▶ _Things to do_:
- 1) In the SALT deduction text, what cap and income threshold apply to married individuals filing separately?
- 2) Extend the SALT deduction text with the passage that would follow its final sentence.

Understanding the BBB SALT Deduction
The BBB raises the SALT cap to $40,000 for filers with income under $500,000. Starting in 2025, the cap goes to $40,000 and rises 1% each year through 2029. The $500,000 phaseout threshold also increases 1% annually through 2029. Married filing separately: $20,000 cap with a $250,000 threshold. The cap reverts to $10,000 in 2030.
The $40,000 cap starts phasing out once modified adjusted gross income (MAGI) exceeds $500,000 and is fully reduced to $10,000 at $600,000. The deduction is reduced by 30% of income above the threshold. Example:
| MAGI | Calculation | SALT Deduction |
|---|---|---|
| $550,000 | $40,000 − (($550,000 − $500,000) × 30%) | $25,000 |
| Under $500,000 | Full cap applies | $40,000 |
| $600,000+ | Full phaseout | $10,000 |
This creates a sharp “SALT torpedo” phaseout zone between $500,000 and $600,000, where additional income can cut deductible amounts significantly. Income timing and deduction planning are critical in this range.
Why SALT Matters for Pass-Through Owners
Pass-through owners (S corporations, partnerships) often pay state taxes personally on business profits. Earlier drafts considered limiting or repealing certain SALT pass-through entity tax (PTET) workarounds, but the final law does not. PTET deductions stay fully available, so pass-through owners can continue using PTET elections alongside the higher SALT cap.

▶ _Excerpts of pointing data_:
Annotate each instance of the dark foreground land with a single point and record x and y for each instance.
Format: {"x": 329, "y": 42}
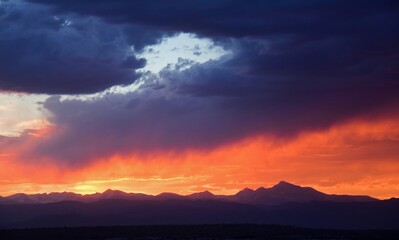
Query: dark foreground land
{"x": 241, "y": 231}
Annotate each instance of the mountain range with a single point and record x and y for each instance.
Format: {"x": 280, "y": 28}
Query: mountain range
{"x": 284, "y": 203}
{"x": 281, "y": 193}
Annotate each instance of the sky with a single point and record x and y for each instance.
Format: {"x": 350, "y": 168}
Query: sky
{"x": 187, "y": 96}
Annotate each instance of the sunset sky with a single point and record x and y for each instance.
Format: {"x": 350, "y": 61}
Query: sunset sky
{"x": 186, "y": 96}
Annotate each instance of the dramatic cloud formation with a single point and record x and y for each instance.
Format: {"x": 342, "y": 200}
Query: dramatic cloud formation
{"x": 293, "y": 68}
{"x": 43, "y": 52}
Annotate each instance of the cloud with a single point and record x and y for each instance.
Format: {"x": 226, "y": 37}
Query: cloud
{"x": 45, "y": 52}
{"x": 294, "y": 67}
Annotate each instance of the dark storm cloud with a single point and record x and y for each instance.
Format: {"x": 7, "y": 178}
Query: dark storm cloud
{"x": 41, "y": 52}
{"x": 237, "y": 18}
{"x": 295, "y": 66}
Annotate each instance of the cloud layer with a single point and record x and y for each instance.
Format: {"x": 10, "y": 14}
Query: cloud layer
{"x": 294, "y": 67}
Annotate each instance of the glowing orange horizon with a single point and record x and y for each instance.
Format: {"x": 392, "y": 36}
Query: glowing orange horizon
{"x": 358, "y": 158}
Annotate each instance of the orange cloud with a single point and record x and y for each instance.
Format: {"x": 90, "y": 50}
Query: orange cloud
{"x": 353, "y": 158}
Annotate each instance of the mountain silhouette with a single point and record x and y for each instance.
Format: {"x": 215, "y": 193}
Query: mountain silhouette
{"x": 284, "y": 203}
{"x": 281, "y": 193}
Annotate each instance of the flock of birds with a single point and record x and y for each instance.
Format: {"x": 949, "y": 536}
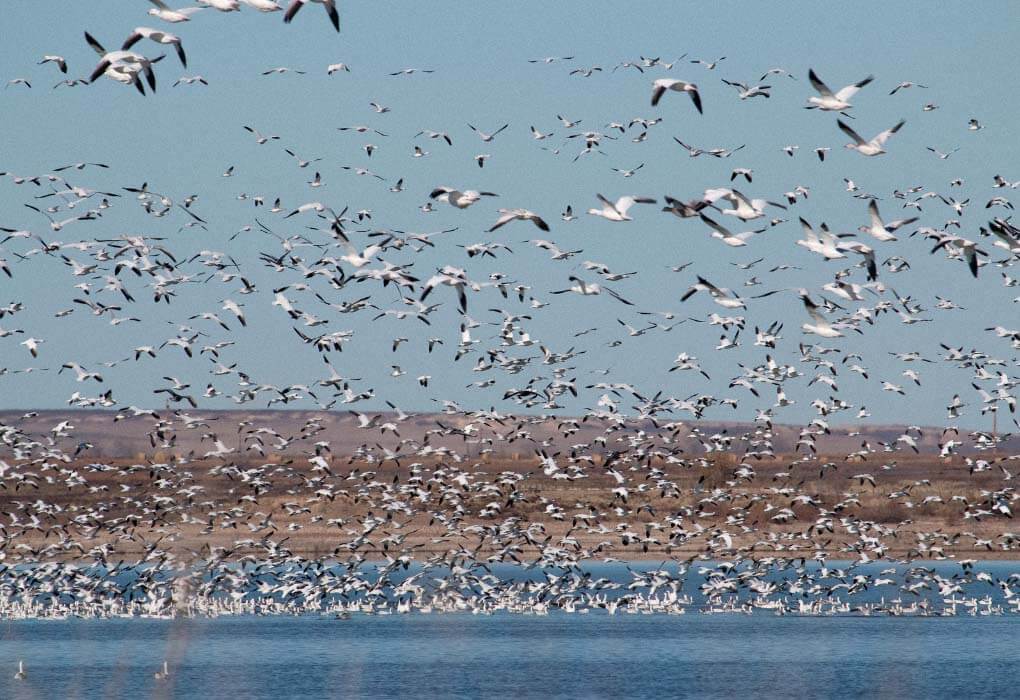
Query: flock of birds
{"x": 431, "y": 519}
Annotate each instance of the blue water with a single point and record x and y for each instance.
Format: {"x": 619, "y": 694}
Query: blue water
{"x": 559, "y": 655}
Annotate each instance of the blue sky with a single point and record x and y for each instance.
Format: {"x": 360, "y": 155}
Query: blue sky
{"x": 183, "y": 139}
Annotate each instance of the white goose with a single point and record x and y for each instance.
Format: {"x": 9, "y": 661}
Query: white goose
{"x": 329, "y": 5}
{"x": 829, "y": 101}
{"x": 660, "y": 87}
{"x": 821, "y": 327}
{"x": 879, "y": 230}
{"x": 618, "y": 211}
{"x": 824, "y": 244}
{"x": 875, "y": 146}
{"x": 159, "y": 37}
{"x": 163, "y": 11}
{"x": 724, "y": 235}
{"x": 459, "y": 199}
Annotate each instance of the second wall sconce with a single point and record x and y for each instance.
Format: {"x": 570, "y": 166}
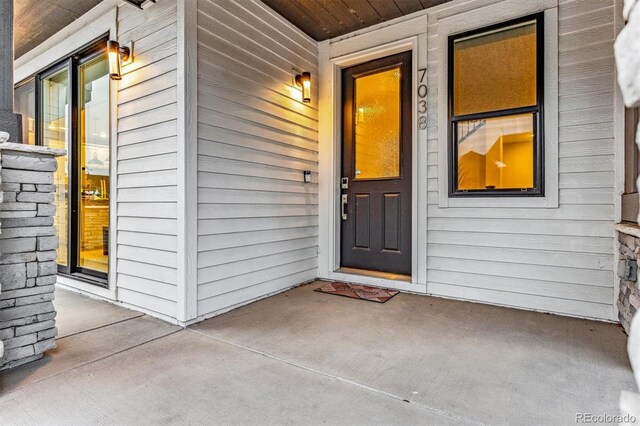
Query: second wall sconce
{"x": 304, "y": 82}
{"x": 117, "y": 56}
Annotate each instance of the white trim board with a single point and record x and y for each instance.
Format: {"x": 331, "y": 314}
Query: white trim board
{"x": 187, "y": 147}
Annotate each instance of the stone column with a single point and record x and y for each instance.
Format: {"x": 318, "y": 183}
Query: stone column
{"x": 28, "y": 244}
{"x": 9, "y": 121}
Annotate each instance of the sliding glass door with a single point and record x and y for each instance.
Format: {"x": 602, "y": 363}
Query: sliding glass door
{"x": 93, "y": 164}
{"x": 73, "y": 114}
{"x": 54, "y": 131}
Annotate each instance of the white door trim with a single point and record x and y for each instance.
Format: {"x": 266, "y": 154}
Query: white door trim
{"x": 330, "y": 159}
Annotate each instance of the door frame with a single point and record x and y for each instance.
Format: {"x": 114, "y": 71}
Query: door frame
{"x": 330, "y": 161}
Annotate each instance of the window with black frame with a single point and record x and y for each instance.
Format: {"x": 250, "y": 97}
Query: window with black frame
{"x": 496, "y": 110}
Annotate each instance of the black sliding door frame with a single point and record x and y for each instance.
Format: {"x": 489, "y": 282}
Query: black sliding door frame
{"x": 72, "y": 65}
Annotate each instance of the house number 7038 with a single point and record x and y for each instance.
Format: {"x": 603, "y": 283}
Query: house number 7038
{"x": 422, "y": 99}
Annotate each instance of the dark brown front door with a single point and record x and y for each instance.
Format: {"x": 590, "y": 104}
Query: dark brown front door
{"x": 376, "y": 165}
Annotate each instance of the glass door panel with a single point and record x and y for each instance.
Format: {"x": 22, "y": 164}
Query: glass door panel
{"x": 93, "y": 170}
{"x": 54, "y": 127}
{"x": 24, "y": 103}
{"x": 377, "y": 125}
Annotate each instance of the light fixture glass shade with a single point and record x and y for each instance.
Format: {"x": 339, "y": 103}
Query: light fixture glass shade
{"x": 113, "y": 49}
{"x": 304, "y": 81}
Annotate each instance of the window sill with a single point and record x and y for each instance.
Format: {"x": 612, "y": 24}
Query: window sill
{"x": 85, "y": 278}
{"x": 501, "y": 202}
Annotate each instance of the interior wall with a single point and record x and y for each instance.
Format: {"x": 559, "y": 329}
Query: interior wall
{"x": 257, "y": 219}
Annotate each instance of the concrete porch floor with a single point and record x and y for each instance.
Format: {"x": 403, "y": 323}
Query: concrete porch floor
{"x": 303, "y": 357}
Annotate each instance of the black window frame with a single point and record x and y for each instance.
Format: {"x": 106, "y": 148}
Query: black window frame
{"x": 72, "y": 64}
{"x": 537, "y": 111}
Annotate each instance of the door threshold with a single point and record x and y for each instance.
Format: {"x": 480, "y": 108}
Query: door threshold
{"x": 375, "y": 274}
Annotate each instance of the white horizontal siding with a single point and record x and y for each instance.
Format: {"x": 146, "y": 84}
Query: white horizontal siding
{"x": 146, "y": 270}
{"x": 257, "y": 220}
{"x": 558, "y": 260}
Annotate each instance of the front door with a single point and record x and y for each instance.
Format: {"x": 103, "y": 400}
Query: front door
{"x": 376, "y": 165}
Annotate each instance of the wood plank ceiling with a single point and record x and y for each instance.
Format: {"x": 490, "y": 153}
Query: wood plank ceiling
{"x": 34, "y": 21}
{"x": 324, "y": 19}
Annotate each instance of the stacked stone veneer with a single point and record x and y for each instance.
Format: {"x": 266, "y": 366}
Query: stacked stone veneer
{"x": 28, "y": 246}
{"x": 629, "y": 294}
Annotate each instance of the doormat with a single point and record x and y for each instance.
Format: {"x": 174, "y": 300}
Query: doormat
{"x": 356, "y": 291}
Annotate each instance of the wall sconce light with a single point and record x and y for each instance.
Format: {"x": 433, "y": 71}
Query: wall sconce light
{"x": 117, "y": 56}
{"x": 304, "y": 82}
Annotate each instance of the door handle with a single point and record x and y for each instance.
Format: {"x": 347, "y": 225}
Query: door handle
{"x": 343, "y": 206}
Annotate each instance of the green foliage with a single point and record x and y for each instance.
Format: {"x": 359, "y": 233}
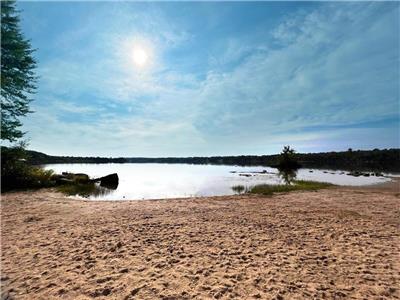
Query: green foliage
{"x": 16, "y": 173}
{"x": 239, "y": 189}
{"x": 287, "y": 159}
{"x": 299, "y": 185}
{"x": 17, "y": 73}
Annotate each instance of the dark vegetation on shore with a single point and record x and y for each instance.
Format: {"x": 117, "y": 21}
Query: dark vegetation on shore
{"x": 387, "y": 160}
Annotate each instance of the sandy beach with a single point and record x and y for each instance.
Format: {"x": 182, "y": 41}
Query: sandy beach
{"x": 338, "y": 243}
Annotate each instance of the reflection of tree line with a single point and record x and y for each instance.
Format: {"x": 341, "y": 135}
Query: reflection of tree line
{"x": 375, "y": 160}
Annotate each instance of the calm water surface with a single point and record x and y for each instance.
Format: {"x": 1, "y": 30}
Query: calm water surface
{"x": 155, "y": 181}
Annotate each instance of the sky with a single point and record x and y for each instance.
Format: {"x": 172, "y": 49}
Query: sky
{"x": 158, "y": 79}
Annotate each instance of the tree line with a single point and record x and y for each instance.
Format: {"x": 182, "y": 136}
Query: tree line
{"x": 380, "y": 160}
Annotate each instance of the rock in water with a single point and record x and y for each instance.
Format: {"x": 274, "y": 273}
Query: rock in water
{"x": 110, "y": 181}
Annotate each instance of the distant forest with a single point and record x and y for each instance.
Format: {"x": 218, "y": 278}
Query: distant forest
{"x": 370, "y": 160}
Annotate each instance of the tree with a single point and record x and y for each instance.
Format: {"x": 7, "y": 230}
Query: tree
{"x": 287, "y": 159}
{"x": 18, "y": 78}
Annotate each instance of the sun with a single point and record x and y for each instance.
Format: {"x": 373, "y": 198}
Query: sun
{"x": 140, "y": 56}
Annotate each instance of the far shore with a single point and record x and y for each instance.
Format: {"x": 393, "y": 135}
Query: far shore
{"x": 335, "y": 243}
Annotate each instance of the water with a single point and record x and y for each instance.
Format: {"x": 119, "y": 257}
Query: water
{"x": 157, "y": 181}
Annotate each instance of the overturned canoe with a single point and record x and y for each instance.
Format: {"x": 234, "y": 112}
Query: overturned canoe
{"x": 110, "y": 181}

▶ _Task-by-task results_:
- 1) A $20,000 cap with a $250,000 threshold.

- 2)
Example: An S corporation owner paying $30,000 in state income taxes can currently deduct only $10,000 federally. A higher cap could cut federal taxable income by another $20,000. Because the cap reverts to $10,000 in 2030, maximizing deductions in the meantime—and modeling the phaseout zone between $500,000 and $600,000—is critical for multi-year planning.
Big Beautiful Bill 1099-K Threshold Change
1099-K reporting thresholds have confused gig workers in recent years.
Starting in 2025, third-party platforms must issue Form 1099-K only when total payments exceed $20,000 and there are more than 200 transactions on a single platform. See our Form 1099-K reporting thresholds guide for details.
Lower thresholds previously meant many part-time sellers and gig workers received forms for modest amounts. Raising the threshold cuts the number of informational returns issued.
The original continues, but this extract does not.